TASK
Scale the coordinates in the rows, from the line containing "Q: Locate the beach" through the end of the rows, inclusive, and reproduce only those lines, requests included. Multiply each x and y coordinate in the answers by 0.45, round to whole numbers with halves going up, and leave the requests unchanged.
** START **
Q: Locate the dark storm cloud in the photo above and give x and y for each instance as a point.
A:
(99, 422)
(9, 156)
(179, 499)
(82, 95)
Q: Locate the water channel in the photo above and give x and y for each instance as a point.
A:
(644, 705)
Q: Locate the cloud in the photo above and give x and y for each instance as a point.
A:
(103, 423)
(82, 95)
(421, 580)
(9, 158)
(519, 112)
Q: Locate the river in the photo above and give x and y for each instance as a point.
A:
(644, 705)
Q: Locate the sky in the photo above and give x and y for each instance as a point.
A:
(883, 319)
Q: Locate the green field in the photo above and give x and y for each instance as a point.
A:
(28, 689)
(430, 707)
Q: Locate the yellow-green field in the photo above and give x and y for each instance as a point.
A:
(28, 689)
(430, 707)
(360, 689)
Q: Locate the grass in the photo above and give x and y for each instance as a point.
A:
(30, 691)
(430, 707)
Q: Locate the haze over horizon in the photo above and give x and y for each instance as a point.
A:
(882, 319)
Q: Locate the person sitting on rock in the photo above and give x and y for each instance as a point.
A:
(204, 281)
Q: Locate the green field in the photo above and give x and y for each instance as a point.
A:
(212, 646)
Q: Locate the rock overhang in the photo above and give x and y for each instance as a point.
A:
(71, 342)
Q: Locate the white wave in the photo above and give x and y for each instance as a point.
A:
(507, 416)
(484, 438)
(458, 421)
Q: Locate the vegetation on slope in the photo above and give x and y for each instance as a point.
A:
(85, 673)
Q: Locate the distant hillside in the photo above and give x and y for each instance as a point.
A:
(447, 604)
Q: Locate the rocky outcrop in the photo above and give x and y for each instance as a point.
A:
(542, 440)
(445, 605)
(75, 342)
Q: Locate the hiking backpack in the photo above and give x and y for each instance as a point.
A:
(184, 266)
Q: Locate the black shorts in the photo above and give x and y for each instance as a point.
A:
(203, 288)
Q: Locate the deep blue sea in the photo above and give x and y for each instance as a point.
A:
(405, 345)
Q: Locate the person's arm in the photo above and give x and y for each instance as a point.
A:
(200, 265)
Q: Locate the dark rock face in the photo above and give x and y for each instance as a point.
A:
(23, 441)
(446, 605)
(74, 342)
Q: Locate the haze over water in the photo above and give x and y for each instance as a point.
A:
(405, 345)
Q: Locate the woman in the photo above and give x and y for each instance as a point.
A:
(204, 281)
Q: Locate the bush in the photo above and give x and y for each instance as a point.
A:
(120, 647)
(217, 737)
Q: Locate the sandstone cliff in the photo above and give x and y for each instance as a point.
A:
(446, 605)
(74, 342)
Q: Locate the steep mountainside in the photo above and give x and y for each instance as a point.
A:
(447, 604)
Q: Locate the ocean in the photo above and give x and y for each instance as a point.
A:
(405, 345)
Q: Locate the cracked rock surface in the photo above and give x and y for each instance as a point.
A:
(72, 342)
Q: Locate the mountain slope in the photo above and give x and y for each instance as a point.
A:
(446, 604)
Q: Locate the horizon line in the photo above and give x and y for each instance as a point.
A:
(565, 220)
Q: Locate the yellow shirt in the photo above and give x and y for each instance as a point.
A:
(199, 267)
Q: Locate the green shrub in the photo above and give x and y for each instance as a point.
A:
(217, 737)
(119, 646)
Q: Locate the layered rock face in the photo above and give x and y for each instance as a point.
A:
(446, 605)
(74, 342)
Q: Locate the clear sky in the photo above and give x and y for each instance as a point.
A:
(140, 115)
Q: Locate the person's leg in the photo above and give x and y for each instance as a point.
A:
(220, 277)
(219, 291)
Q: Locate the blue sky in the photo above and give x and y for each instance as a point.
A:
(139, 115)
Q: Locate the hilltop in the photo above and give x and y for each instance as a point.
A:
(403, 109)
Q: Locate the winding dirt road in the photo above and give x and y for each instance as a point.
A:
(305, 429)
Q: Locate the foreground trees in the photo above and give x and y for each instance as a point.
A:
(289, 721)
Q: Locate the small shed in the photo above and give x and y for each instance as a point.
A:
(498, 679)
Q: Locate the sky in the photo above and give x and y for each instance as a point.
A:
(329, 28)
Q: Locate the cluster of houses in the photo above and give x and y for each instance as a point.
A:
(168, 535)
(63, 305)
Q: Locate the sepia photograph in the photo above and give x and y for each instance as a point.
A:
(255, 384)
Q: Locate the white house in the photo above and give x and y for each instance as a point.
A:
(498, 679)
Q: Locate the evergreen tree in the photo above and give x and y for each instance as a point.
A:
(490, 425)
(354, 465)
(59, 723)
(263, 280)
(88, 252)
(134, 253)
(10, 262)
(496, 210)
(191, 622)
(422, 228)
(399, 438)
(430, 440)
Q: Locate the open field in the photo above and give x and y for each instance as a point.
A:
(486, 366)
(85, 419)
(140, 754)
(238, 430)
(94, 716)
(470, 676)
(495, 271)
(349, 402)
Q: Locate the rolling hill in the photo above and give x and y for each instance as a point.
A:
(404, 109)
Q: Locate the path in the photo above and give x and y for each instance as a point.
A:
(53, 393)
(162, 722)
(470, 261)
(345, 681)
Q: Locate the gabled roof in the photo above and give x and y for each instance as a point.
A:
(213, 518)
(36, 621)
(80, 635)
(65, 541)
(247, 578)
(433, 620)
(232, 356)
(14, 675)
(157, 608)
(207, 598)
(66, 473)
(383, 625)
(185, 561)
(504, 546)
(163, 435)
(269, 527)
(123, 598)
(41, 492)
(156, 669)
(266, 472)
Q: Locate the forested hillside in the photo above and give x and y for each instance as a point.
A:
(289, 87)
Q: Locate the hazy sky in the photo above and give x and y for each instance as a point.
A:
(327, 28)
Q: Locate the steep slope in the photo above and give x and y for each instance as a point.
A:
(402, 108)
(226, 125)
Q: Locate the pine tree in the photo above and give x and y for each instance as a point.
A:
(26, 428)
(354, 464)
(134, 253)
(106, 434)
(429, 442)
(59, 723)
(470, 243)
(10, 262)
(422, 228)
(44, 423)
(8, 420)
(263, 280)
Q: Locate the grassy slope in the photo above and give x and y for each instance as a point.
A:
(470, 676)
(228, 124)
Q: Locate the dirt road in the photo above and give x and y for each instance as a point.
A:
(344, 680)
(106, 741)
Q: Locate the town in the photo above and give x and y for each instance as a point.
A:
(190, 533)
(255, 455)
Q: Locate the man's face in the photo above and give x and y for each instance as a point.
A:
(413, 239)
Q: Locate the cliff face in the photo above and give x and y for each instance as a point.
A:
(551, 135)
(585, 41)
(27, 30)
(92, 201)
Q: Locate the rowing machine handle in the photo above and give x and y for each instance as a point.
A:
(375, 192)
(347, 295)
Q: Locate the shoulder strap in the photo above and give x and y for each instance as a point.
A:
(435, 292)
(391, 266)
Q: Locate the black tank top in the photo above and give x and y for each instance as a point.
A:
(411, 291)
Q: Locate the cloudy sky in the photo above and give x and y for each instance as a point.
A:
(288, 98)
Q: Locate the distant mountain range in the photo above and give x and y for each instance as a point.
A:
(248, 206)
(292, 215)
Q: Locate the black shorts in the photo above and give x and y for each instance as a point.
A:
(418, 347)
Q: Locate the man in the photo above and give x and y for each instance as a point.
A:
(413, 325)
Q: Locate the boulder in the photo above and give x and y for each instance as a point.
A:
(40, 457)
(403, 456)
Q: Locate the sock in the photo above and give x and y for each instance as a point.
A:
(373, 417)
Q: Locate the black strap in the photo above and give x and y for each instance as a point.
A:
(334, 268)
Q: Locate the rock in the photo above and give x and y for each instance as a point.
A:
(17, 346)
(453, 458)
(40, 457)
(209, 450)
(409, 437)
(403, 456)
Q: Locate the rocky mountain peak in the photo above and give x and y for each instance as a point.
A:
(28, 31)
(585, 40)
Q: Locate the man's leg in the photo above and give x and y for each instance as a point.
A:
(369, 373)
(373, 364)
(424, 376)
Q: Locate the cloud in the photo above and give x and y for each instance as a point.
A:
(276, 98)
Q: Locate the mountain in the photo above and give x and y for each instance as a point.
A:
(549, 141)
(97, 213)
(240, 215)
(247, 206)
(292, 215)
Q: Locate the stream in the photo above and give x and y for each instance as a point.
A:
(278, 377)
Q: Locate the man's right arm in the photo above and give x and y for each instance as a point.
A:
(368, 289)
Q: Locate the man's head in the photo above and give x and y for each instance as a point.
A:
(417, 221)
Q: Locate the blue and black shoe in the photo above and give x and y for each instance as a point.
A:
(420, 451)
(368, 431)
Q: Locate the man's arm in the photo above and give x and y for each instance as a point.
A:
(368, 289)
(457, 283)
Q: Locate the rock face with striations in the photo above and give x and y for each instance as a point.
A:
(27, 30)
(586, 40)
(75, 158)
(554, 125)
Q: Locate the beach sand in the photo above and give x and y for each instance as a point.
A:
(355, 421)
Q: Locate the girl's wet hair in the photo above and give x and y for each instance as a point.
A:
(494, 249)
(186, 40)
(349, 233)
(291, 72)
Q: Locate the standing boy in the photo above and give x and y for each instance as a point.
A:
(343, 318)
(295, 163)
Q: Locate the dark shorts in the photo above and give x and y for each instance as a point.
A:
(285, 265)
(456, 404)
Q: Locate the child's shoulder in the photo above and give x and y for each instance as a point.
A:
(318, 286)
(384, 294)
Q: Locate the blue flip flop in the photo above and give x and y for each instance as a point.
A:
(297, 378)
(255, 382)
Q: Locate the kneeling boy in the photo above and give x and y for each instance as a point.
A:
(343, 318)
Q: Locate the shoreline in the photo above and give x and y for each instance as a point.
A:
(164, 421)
** END **
EXPECTED OUTPUT
Q: Locate the beach sand in the photo above and give x and y for each instance as a point.
A:
(160, 189)
Q: Locate the girl's wet hair in the photo above and give x and y for each instance as a point.
A:
(222, 112)
(84, 18)
(157, 105)
(131, 32)
Q: Locate the standing boy in the photo above and give x and y for each instance as a point.
A:
(154, 143)
(133, 73)
Q: Locate the dark shorts in the photo above and give x and y for each instance as a point.
A:
(128, 119)
(205, 182)
Q: Locate the child's shoulder in the photo above and give x and y for each instance as a point.
A:
(143, 129)
(173, 132)
Q: Locate the blue flip flop in the photo above and give x and y for each instance as a point.
A:
(134, 170)
(115, 172)
Q: Locate the kneeling boy in the photo above and give x and y for each instance as a point.
A:
(154, 143)
Q: Locate the shoreline in the photo above and give x and y for each instance as a point.
A:
(74, 189)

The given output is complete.